───── PROVIDED TEXT
# New surf rod



## Noholetosmall (5 mo ago)

Hello everyone. I am new to surf fishing and plan on buying my own rod soon. I have been fishing with pyramid weights with squid or clams. Recently I saw a Black Hole Cape Cod Special SURF II heavy 3-10oz lure weight. Anybody here ever use or have info if this would work for this. Thanks.


----------



## John Smith_inFL (Nov 22, 2009)

Welcome to the forum.
Just speaking for myself, for my first rod, I would not invest half a grand into something that may not fit me or my conditions. I would go with the "entry level" tackle and move up according to my skills and conditions. If you go with a $500.00 rod, you still have to get the compatible reel for another few hundred bucks.
There are dozens and dozens of very knowledgeable anglers here that can give you some guidence. (everyone isn't here all the time, so have some patience. Eventually, you will get the answers you are looking for).
What waters are you fishing in now ? What species of fish are you targeting ?
We're looking forward to following some of your fishing excursions.


----------



## Sandcrab (Mar 20, 2002)
──────────
───── EXTRACTED RECORDS
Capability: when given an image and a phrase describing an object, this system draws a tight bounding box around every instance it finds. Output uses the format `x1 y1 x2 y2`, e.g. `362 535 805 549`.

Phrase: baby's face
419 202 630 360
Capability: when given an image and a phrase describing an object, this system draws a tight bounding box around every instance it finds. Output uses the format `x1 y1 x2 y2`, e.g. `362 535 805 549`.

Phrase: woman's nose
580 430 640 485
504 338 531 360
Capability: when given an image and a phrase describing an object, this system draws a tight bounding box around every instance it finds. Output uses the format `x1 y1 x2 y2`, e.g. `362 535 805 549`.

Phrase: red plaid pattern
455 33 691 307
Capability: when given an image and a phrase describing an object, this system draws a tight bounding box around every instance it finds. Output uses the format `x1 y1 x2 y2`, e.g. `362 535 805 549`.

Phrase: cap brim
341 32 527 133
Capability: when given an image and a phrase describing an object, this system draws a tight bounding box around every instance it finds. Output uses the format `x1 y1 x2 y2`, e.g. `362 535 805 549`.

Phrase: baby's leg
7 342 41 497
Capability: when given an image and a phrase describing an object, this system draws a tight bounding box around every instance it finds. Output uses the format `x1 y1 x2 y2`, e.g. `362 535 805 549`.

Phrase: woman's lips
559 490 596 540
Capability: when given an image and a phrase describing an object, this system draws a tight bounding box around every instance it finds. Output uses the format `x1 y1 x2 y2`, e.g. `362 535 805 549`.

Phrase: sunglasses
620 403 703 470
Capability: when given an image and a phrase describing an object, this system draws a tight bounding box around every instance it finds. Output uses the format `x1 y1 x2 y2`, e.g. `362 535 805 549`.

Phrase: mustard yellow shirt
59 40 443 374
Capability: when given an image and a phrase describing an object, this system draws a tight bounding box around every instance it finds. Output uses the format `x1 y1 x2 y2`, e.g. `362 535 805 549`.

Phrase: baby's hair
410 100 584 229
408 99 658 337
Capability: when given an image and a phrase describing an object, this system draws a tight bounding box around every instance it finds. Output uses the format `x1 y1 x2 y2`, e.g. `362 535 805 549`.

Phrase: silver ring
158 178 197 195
──────────
TASK PROMPT:
Print everything in the surf rod thread from "Hello everyone. I" down to "few hundred bucks.", keeping every word unchanged.

CORRECT OUTPUT:
Hello everyone. I am new to surf fishing and plan on buying my own rod soon. I have been fishing with pyramid weights with squid or clams. Recently I saw a Black Hole Cape Cod Special SURF II heavy 3-10oz lure weight. Anybody here ever use or have info if this would work for this. Thanks.


----------



## John Smith_inFL (Nov 22, 2009)

Welcome to the forum.
Just speaking for myself, for my first rod, I would not invest half a grand into something that may not fit me or my conditions. I would go with the "entry level" tackle and move up according to my skills and conditions. If you go with a $500.00 rod, you still have to get the compatible reel for another few hundred bucks.